[Written request]: Copy every line of the listing below that contains the string "above". Case counts.

[Exercise materials]:
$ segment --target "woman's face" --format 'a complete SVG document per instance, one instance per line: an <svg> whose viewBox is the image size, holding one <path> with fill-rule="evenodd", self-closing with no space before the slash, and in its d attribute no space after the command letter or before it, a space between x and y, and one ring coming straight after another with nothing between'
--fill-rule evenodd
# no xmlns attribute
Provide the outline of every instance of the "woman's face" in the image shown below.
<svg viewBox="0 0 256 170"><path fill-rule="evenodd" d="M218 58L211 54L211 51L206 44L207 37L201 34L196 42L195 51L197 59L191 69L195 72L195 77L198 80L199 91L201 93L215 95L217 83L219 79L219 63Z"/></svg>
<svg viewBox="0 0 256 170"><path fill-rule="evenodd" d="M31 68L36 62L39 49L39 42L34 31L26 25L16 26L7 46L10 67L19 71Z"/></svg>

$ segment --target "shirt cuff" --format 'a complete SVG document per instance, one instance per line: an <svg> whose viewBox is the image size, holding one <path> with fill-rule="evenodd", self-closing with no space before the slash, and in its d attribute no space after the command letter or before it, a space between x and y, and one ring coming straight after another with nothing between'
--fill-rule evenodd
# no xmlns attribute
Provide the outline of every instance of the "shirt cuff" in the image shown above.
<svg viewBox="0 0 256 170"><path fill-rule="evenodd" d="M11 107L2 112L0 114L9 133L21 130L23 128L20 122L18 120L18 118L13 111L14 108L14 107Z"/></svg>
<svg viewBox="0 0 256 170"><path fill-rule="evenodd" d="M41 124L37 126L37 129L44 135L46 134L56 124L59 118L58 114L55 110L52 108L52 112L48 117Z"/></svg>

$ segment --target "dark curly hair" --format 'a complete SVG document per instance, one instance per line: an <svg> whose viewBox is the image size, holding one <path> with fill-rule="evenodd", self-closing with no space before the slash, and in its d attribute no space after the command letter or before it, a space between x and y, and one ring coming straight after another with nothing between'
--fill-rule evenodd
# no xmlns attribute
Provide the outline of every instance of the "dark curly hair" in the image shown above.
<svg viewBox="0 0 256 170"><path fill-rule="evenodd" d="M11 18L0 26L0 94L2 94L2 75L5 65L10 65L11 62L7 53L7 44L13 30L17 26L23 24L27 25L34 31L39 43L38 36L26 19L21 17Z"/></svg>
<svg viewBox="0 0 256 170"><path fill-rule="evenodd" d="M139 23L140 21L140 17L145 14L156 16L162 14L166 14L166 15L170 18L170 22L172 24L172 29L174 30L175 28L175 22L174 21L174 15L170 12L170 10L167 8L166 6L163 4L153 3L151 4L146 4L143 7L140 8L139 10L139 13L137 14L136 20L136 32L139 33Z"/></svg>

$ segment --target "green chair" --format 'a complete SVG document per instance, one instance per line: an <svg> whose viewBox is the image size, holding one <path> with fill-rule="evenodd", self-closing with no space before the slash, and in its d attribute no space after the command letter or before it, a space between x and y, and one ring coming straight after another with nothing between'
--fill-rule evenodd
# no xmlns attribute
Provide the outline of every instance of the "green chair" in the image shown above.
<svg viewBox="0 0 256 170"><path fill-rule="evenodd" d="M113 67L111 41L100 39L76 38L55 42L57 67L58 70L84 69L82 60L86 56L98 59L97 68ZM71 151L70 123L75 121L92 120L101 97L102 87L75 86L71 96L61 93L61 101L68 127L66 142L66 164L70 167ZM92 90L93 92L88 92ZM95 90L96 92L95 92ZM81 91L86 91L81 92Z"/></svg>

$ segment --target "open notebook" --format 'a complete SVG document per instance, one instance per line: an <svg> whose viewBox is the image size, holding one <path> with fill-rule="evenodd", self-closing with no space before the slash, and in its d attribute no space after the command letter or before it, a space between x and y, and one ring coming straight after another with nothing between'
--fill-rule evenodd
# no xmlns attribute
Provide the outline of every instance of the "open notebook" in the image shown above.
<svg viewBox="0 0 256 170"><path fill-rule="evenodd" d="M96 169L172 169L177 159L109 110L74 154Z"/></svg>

[Written answer]:
Provide the outline of every instance of the "shirt cuff" in the image shown above.
Provide the outline of every instance of the "dark curly hair" in the image shown above.
Provide the outline of every instance of the "green chair" in the image shown above.
Provide the outline of every instance of the "open notebook" in the image shown above.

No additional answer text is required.